To do
Return every line of the listing below word for word, leaving out the pictures.

— START Input —

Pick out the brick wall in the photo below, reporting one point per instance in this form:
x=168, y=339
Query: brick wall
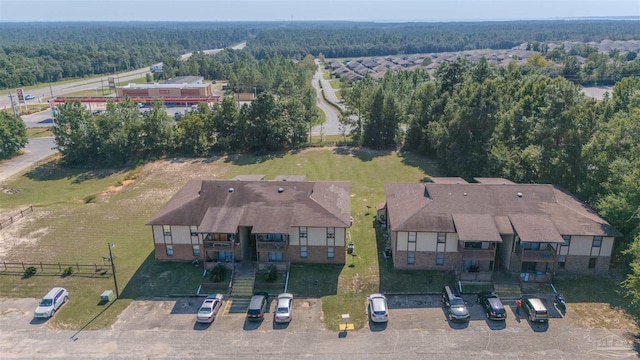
x=426, y=261
x=317, y=255
x=580, y=264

— END Input —

Response to the exercise
Pick out the brick wall in the photo below, reporting one point per instance in this form:
x=168, y=339
Query: brick wall
x=426, y=261
x=317, y=255
x=580, y=264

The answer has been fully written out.